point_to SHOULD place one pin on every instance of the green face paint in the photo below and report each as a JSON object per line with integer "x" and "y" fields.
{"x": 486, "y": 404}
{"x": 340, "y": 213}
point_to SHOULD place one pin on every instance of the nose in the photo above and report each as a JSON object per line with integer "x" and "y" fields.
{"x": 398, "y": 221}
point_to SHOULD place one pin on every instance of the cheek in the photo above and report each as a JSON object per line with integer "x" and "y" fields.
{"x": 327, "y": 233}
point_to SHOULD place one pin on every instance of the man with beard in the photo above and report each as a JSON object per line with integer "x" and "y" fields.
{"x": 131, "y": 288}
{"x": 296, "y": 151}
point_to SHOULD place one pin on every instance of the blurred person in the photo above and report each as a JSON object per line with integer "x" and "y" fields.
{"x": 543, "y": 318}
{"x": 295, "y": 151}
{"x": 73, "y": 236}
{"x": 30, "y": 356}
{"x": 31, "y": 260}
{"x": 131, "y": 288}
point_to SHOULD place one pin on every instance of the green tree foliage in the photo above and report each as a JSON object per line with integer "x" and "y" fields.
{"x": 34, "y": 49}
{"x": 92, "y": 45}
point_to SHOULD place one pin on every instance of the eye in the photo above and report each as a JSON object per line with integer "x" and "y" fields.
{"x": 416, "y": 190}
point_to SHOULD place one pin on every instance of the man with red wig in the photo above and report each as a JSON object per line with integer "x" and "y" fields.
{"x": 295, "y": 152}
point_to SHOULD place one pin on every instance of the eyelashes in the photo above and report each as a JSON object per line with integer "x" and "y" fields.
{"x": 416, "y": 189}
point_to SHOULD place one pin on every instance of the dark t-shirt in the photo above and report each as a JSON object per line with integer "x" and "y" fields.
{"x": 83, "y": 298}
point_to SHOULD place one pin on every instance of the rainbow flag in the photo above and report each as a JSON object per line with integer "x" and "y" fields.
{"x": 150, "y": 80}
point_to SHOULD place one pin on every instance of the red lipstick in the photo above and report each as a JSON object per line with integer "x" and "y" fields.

_EXERCISE DESCRIPTION_
All the entries are to be reproduced verbatim.

_EXERCISE OUTPUT_
point_to SHOULD place one pin on every instance of the green face paint in the photo below and report each as a JSON object per line with integer "x" and "y" fields.
{"x": 486, "y": 404}
{"x": 340, "y": 213}
point_to SHOULD place one pin on every instance of the nose in the photo above and report each as a JSON object per line with integer "x" and "y" fields.
{"x": 398, "y": 221}
point_to SHOULD place one pin on every instance of the cheek in the photo above and report each as a JSON object per line with integer "x" and "y" fields.
{"x": 327, "y": 233}
point_to SHOULD place one pin on every instance of the man with beard in the photo above and report each as a JSON object per line with integer "x" and "y" fields.
{"x": 131, "y": 288}
{"x": 296, "y": 151}
point_to SHOULD place one pin on every instance of the blurred person in the photo above and report each as a JSON object per line with integer "x" and "y" fields.
{"x": 543, "y": 318}
{"x": 295, "y": 151}
{"x": 73, "y": 236}
{"x": 30, "y": 356}
{"x": 31, "y": 260}
{"x": 131, "y": 288}
point_to SHOULD place one pin on every instance of the green tree foliage in the photo above and report each as a JSON object per line with integer "x" and "y" fields.
{"x": 34, "y": 49}
{"x": 92, "y": 45}
point_to SHOULD place one pin on every instance of the eye in the photo above and report each as a JSON object per line with integer "x" and "y" fields.
{"x": 416, "y": 190}
point_to SHOULD place one pin on every instance of the man with red wig in the photo above and report each as a JSON object per line with integer "x" and "y" fields.
{"x": 295, "y": 152}
point_to SHOULD place one pin on every instance of the eyelashes in the photo above and report each as a JSON object per line with integer "x" and "y" fields.
{"x": 416, "y": 189}
point_to SHOULD place one pin on every instance of the dark t-shirt in the photo above and report each as a JSON object per line with integer "x" and "y" fields.
{"x": 83, "y": 298}
point_to SHOULD place one pin on every instance of the rainbow flag in the photo above and report each as a JSON object per line with integer "x" and "y" fields.
{"x": 150, "y": 80}
point_to SHOULD place one pin on every instance of the red lipstick in the photo above and report each as a JSON object per line with integer "x" and "y" fields.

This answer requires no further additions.